#### DIRECTIONS FOR THIS TASK
Copy each line of the data below exactly, leaving out pictures.

========================

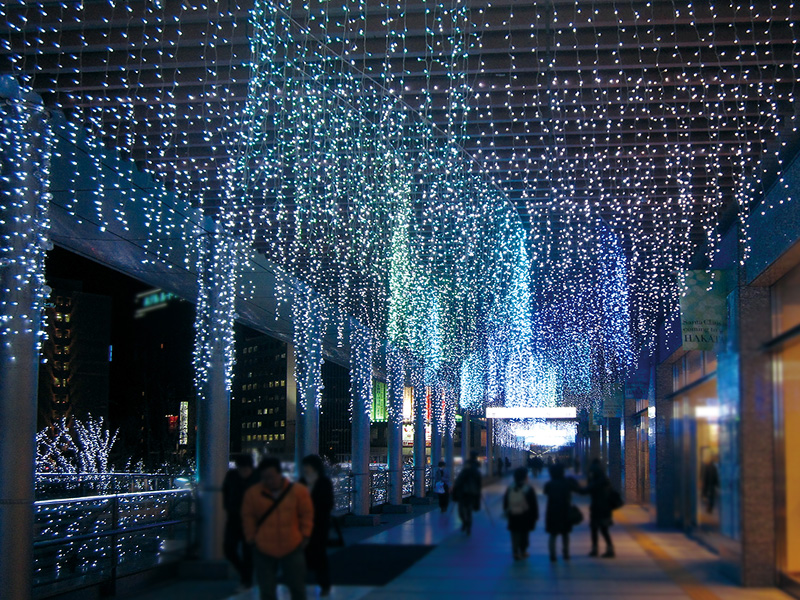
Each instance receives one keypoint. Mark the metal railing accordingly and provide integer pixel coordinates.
(92, 538)
(379, 487)
(95, 539)
(60, 486)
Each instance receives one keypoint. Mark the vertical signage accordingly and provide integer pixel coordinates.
(703, 308)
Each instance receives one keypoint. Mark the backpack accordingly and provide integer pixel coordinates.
(517, 501)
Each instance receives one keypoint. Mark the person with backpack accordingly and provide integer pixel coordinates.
(237, 551)
(441, 485)
(561, 515)
(322, 497)
(467, 492)
(604, 500)
(521, 508)
(278, 518)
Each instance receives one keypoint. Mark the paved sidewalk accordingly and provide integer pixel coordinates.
(649, 564)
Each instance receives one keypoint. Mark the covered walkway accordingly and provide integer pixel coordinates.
(649, 564)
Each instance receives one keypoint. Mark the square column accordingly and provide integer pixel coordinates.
(437, 424)
(396, 380)
(420, 457)
(24, 198)
(308, 332)
(747, 464)
(466, 436)
(361, 397)
(631, 454)
(214, 320)
(665, 464)
(449, 430)
(615, 452)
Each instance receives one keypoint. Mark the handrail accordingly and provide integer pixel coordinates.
(110, 532)
(111, 496)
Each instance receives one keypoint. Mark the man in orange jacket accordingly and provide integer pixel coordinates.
(277, 517)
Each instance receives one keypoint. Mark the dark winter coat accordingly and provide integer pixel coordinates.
(598, 489)
(467, 487)
(323, 501)
(559, 501)
(526, 521)
(233, 488)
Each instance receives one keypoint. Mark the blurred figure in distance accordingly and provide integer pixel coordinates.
(236, 550)
(321, 488)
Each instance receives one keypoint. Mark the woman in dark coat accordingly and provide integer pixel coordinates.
(558, 516)
(598, 488)
(522, 510)
(321, 488)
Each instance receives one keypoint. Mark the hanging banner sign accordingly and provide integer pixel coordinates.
(637, 386)
(703, 309)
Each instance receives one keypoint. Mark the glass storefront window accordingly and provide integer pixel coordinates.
(786, 302)
(786, 373)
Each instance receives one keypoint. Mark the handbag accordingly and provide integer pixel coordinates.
(275, 504)
(575, 515)
(615, 500)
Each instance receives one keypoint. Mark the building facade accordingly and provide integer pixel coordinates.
(75, 355)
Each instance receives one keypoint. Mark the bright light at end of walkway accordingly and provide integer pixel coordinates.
(531, 412)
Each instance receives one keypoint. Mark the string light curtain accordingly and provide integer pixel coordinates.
(399, 156)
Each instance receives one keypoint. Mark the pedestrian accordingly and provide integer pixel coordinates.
(600, 511)
(234, 486)
(441, 485)
(522, 511)
(467, 492)
(710, 478)
(321, 488)
(278, 518)
(560, 515)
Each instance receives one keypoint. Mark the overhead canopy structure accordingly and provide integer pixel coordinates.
(504, 189)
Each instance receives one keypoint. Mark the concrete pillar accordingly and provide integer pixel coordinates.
(744, 384)
(308, 373)
(449, 429)
(24, 150)
(615, 452)
(213, 334)
(489, 448)
(466, 436)
(437, 425)
(396, 381)
(631, 450)
(595, 450)
(361, 394)
(665, 465)
(420, 458)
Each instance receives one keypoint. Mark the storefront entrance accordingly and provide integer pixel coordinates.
(696, 428)
(786, 372)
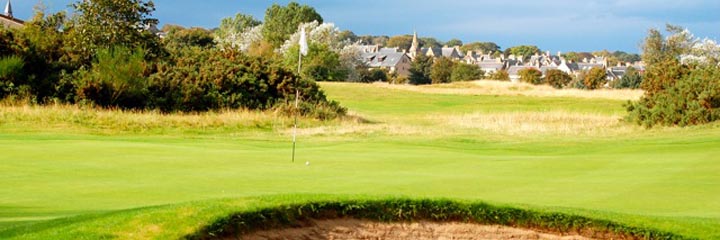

========================

#### OUTPUT OF THE EXERCISE
Each instance receives one keypoint. Mark the metal railing accordingly and provide integer pixel coordinates.
(92, 538)
(379, 487)
(95, 539)
(60, 486)
Each instance receives one keypoint. Mark the vertical signage accordingly and provide integer pixel coordinates.
(703, 308)
Each instance receives one keypoint. Mark the backpack accordingly and provide integer pixel coordinates.
(517, 501)
Each instance receives one keypoint. Mark the person with backpack accordingly and provide integer pixel coordinates.
(237, 551)
(441, 485)
(561, 515)
(322, 497)
(467, 492)
(604, 500)
(521, 508)
(278, 518)
Each instance receives one keypoint. Mark the paved sidewalk accordingly and provide integer pixel coordinates.
(649, 564)
Each instance receives one keypoint. Mark the covered walkway accordingly and provide integer pixel coordinates.
(649, 564)
Each instance receives one keypoint. Mark the square column accordingly and provide integer pixel coordinates.
(437, 424)
(396, 380)
(420, 457)
(24, 198)
(308, 332)
(747, 464)
(466, 436)
(361, 397)
(631, 454)
(214, 320)
(665, 464)
(449, 430)
(615, 452)
Each instance receives one keypoint. Mark the handrail accordingly and provide integer pixel coordinates.
(110, 532)
(111, 496)
Each instance receives one keypoint. Mark the man in orange jacket accordingly and provide integer pixel coordinates.
(277, 517)
Each instance receives one keypoint. Mark the dark winter coat accordingly and provide integer pixel coordinates.
(598, 489)
(467, 487)
(323, 501)
(559, 501)
(526, 521)
(233, 488)
Each instance receives one keypoint. Mark the blurred figure in distance accordingly and provide integer pixel coordinates.
(236, 550)
(321, 488)
Each instance receives one keypoint. Mark the woman in dark coat accordingly and provide integer pixel coordinates.
(558, 516)
(598, 488)
(522, 510)
(321, 488)
Each instance receives one keypoint. Mark the hanging banner sign accordingly and provide integer pixel coordinates.
(637, 386)
(703, 309)
Each instance receives one keypoint. Mark the glass storefront window accordingly and provide integer pixel coordinates.
(786, 302)
(786, 373)
Each instance receives one keypoint. Mark the handbag accordingly and provide integer pixel coordinates.
(275, 504)
(575, 515)
(615, 500)
Each instance receives one keypoint. Mark the building facade accordingly and provide integer pixel coordinates.
(75, 355)
Each instance receives one keypoint. Mark the bright light at end of walkway accordingly and provide integer pixel coordinates.
(531, 412)
Each instance receives one keypoint. Mark the string light curtain accordingly and provide integer pixel coordinates.
(399, 156)
Each instance receives one keypoint. Mark the pedestrian accordingly and provide integer pixel coordinates.
(600, 511)
(234, 486)
(441, 485)
(522, 511)
(467, 492)
(710, 478)
(321, 488)
(278, 518)
(560, 515)
Each instance receives one keypoint. Mark the overhead canopy structure accordingly and provide integer pixel coordinates.
(504, 189)
Each instance receives one keypoint. Mark the concrete pillar accordingly and provide integer pixel coordinates.
(744, 384)
(308, 373)
(449, 429)
(24, 150)
(615, 452)
(213, 334)
(489, 448)
(466, 436)
(437, 425)
(396, 381)
(631, 450)
(595, 450)
(361, 394)
(665, 465)
(420, 458)
Each instance receives one keypoint. Mark the storefront entrance accordingly and provide integer pixel coordinates.
(696, 428)
(786, 372)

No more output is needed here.